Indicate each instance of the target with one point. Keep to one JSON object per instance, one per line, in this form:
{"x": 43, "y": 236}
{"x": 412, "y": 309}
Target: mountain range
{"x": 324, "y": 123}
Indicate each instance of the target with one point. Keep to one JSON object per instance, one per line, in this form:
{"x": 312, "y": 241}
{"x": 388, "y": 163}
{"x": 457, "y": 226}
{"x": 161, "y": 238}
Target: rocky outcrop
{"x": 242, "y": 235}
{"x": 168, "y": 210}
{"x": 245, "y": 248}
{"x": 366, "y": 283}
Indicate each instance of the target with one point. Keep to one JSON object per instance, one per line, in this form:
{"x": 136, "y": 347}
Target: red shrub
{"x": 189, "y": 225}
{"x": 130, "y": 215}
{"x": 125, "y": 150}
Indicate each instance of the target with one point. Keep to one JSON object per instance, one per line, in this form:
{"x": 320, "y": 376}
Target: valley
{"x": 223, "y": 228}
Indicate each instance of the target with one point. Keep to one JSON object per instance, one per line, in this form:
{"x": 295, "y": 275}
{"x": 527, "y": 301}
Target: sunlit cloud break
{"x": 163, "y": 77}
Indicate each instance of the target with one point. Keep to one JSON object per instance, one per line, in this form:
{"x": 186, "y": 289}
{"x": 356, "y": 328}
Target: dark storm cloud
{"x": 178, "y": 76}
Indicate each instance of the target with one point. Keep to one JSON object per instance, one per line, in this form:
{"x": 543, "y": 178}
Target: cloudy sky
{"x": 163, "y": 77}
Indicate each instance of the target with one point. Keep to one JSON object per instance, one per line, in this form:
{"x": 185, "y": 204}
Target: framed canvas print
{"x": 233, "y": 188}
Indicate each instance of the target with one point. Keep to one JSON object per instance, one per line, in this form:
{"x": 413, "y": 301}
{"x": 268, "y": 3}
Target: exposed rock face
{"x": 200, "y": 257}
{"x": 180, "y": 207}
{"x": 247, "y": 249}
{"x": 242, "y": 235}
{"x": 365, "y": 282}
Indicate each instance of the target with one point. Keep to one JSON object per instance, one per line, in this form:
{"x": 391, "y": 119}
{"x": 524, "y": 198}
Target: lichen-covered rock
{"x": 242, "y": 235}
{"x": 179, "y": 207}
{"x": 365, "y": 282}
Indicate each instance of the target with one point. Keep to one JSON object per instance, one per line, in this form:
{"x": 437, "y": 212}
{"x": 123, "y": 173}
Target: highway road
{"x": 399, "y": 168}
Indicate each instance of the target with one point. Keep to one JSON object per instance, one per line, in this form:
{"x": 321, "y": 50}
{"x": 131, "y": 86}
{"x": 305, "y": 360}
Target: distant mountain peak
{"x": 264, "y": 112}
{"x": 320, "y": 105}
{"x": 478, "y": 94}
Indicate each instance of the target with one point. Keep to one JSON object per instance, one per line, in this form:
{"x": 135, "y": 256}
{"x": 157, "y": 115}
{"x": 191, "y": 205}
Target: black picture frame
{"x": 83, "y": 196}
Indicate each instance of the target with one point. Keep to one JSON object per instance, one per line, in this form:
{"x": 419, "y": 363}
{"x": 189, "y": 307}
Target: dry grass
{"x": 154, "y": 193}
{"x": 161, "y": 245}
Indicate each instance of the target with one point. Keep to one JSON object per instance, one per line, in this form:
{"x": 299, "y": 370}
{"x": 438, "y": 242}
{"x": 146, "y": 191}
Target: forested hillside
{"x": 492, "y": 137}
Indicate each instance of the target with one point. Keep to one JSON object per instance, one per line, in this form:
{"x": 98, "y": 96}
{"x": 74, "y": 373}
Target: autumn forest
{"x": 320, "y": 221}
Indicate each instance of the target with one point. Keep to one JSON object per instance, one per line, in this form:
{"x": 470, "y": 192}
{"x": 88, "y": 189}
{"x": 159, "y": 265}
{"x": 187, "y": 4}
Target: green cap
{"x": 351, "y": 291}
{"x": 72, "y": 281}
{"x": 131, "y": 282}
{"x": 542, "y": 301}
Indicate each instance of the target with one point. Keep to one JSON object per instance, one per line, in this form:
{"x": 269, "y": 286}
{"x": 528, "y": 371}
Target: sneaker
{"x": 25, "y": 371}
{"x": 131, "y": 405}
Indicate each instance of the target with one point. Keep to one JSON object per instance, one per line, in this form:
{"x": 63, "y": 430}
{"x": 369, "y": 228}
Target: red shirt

....

* EXERCISE DESCRIPTION:
Please extract every line from the entries above that contains the string "mountain". Case counts.

* COMPLETED EXERCISE:
Target: mountain range
Target: distant mountain peak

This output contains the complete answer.